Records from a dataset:
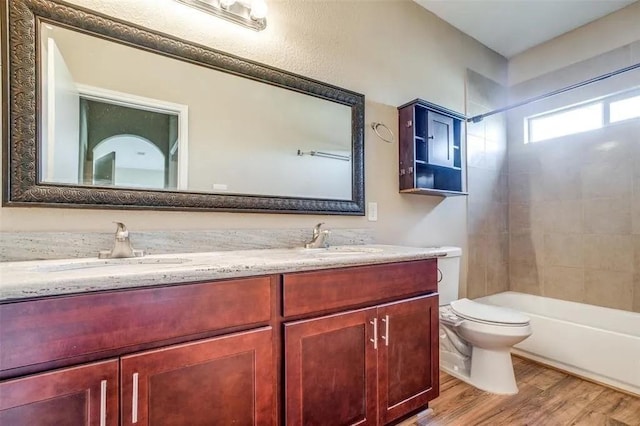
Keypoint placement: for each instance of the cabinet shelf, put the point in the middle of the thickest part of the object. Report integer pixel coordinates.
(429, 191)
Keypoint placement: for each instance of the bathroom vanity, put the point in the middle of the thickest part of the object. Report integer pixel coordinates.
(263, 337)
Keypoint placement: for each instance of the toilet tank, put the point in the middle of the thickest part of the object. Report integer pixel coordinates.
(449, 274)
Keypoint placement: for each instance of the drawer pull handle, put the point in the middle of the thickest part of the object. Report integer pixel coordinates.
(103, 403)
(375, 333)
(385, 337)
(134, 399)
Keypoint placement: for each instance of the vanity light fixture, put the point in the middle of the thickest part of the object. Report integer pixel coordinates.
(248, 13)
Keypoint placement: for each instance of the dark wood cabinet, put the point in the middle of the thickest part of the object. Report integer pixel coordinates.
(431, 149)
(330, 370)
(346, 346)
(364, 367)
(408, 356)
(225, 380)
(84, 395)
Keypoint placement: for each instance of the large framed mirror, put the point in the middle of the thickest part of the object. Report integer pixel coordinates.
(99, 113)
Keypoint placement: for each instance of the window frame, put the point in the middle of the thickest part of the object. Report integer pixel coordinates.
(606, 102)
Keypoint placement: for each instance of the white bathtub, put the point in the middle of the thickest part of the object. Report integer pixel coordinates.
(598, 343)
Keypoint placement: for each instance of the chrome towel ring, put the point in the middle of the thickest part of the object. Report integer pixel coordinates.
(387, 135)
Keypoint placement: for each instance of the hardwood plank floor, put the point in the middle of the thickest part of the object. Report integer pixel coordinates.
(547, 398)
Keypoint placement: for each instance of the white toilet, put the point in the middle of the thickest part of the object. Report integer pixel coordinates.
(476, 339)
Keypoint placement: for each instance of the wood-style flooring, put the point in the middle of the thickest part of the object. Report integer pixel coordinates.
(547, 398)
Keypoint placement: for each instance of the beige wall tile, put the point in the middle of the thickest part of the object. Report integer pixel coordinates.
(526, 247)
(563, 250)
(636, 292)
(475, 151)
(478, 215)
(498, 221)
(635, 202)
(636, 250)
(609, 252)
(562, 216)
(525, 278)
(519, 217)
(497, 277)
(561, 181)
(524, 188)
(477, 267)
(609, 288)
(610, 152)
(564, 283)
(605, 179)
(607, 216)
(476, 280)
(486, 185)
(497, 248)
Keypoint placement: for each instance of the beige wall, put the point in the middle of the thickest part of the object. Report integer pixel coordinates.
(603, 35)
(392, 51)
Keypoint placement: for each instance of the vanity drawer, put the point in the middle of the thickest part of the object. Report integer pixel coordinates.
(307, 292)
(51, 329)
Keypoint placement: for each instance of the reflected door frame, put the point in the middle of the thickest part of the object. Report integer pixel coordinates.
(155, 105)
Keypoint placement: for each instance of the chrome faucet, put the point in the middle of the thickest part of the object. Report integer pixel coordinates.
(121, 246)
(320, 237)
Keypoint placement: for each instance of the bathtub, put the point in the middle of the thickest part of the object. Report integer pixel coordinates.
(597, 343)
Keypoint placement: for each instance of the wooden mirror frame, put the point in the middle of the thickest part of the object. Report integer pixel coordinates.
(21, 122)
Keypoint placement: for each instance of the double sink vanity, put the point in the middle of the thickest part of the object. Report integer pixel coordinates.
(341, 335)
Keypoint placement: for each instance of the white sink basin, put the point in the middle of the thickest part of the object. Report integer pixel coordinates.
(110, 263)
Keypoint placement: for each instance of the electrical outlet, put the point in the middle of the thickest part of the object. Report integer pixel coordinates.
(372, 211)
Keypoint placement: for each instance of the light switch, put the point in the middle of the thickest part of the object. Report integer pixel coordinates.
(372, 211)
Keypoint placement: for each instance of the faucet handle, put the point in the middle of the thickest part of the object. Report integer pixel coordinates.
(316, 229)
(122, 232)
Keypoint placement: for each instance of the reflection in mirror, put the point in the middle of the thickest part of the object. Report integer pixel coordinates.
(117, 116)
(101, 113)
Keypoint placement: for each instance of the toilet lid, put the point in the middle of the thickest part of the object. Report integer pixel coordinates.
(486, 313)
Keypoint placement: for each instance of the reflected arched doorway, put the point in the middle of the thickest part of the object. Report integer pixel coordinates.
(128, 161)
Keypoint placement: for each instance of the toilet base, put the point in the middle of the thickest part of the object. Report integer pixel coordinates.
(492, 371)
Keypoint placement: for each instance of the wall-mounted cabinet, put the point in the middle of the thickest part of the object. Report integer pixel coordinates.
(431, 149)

TASK INSTRUCTIONS
Set down all the entries exactly as they appear, but skip any pictures.

RESPONSE TO THE EXERCISE
Keypoint placement: for each instance of the cabinet shelf, put the point in the middle of the thickest part of the object. Report integer pixel coordinates.
(429, 191)
Keypoint placement: for each instance of the bathroom vanity, put the point in the middle of the thickest part of the object. Report integer pixel coordinates.
(263, 337)
Keypoint placement: for each instance of the toilet tank, put the point in the middle of the thickest part of the object. Report integer pixel coordinates.
(449, 274)
Keypoint placement: for each instance of the drawer pull handle, put the point in the middle of the thickest part of the object. Report integer pixel coordinates.
(103, 403)
(375, 333)
(385, 337)
(134, 399)
Keypoint placement: for each instance of the vanity light fixture, put the point in the middle of the thickest part of the object. Report integer pixel coordinates.
(248, 13)
Keypoint placement: for each instance of the dark wood cabinet, put the point in the middle of the thickest part of the object. Report integer pixel coordinates.
(431, 149)
(330, 370)
(346, 346)
(364, 367)
(408, 356)
(225, 380)
(84, 395)
Keypoint placement: for each instance of the large framed mirror, put the point in the middle of the thickest part of the object. Report integer pixel coordinates.
(99, 113)
Keypoint placement: for each instance of the window frame, put the point in the middle of the thickest part of the object. Report integer pixel coordinates.
(606, 102)
Keypoint placement: for each instance of the white bathtub, put the point in the middle of the thickest part of the object. Report integer pixel coordinates.
(598, 343)
Keypoint placement: for each instance of the chrome towel ring, put the point in the middle of the thickest part of the object. Report integer pixel coordinates.
(387, 135)
Keypoint placement: for each instance of the hardwood plank floor, put the point in the middle of the thickest part of the object. Report integer pixel coordinates.
(547, 398)
Keypoint placement: for each instance of the white toilet, put the point in the middle of the thickest part of the object. Report integer pixel coordinates.
(476, 339)
Keypoint placement: for each instance of the wood-style flooring, put the point in the middle of the thickest part of the object. Report integer pixel coordinates.
(547, 398)
Keypoint placement: for each instance of the beige wall tile, put the point in the middle of the thickest part of the object. Report integer pixel coordinates.
(526, 247)
(563, 250)
(636, 292)
(475, 151)
(478, 215)
(498, 221)
(635, 202)
(636, 250)
(609, 252)
(562, 216)
(525, 278)
(519, 217)
(497, 277)
(561, 181)
(524, 188)
(477, 267)
(609, 288)
(610, 152)
(564, 283)
(605, 179)
(607, 216)
(476, 280)
(486, 185)
(497, 248)
Keypoint placement: for each instance of the beige wall, put the point in the middle of the thickest part of the object. Report integer pixel coordinates.
(603, 35)
(392, 51)
Keypoint placement: for each instance of the vanity drawer, put the point in the middle of the thickest part of the object. Report integer pixel coordinates.
(307, 292)
(51, 329)
Keypoint placement: for each instance of the reflected door frame, put the point in the middle of the thickest part of the object. Report integer pixel coordinates.
(155, 105)
Keypoint placement: for each instance of the chrome faucet, put the point in the middle of the thickest part of the object. Report integer pixel coordinates.
(121, 246)
(320, 237)
Keypoint placement: for each instance of the bathtub, put the point in the middle of the thickest part of the object. Report integer pixel coordinates.
(597, 343)
Keypoint placement: for each instance of the wooden mirror frame, put the point in the middle of the thickest part of the object. Report integer pixel coordinates.
(21, 122)
Keypoint placement: for each instance of the double sink vanity, put the point in the middle of the thickest part of the object. Report integer pixel coordinates.
(341, 335)
Keypoint placement: for each instance of the white sink basin, put the point in the middle of the thickest part of the object. Report integer pixel coordinates.
(110, 263)
Keypoint placement: for each instance of the electrical outlet, put the point in the middle of the thickest part of the object. Report integer pixel coordinates.
(372, 211)
Keypoint placement: for each instance of the light switch, put the point in the middle of the thickest part of the object. Report integer pixel coordinates.
(372, 211)
Keypoint placement: for each instance of the faucet handle, put the point in the middle of the thickest part of the object. Report integer pixel coordinates.
(316, 229)
(122, 232)
Keypoint placement: for each instance of the reflection in mirror, put the point in the middle of the thickest part of the object. Report integer pixel coordinates.
(117, 116)
(101, 113)
Keypoint placement: for each instance of the toilet lid, put the point in the middle of the thickest part of the object. Report integer pixel coordinates.
(486, 313)
Keypoint placement: for each instance of the reflected arched doorway, put the point in the middle of the thickest part of the object. Report integer pixel coordinates.
(128, 161)
Keypoint placement: for each instance of the toilet base, put the point in the middle of the thickest part of the object. Report integer pixel coordinates.
(492, 371)
Keypoint placement: for each instance of the wall-mounted cabinet, put the point in the middle of the thickest part of the object. Report integer pixel coordinates.
(431, 149)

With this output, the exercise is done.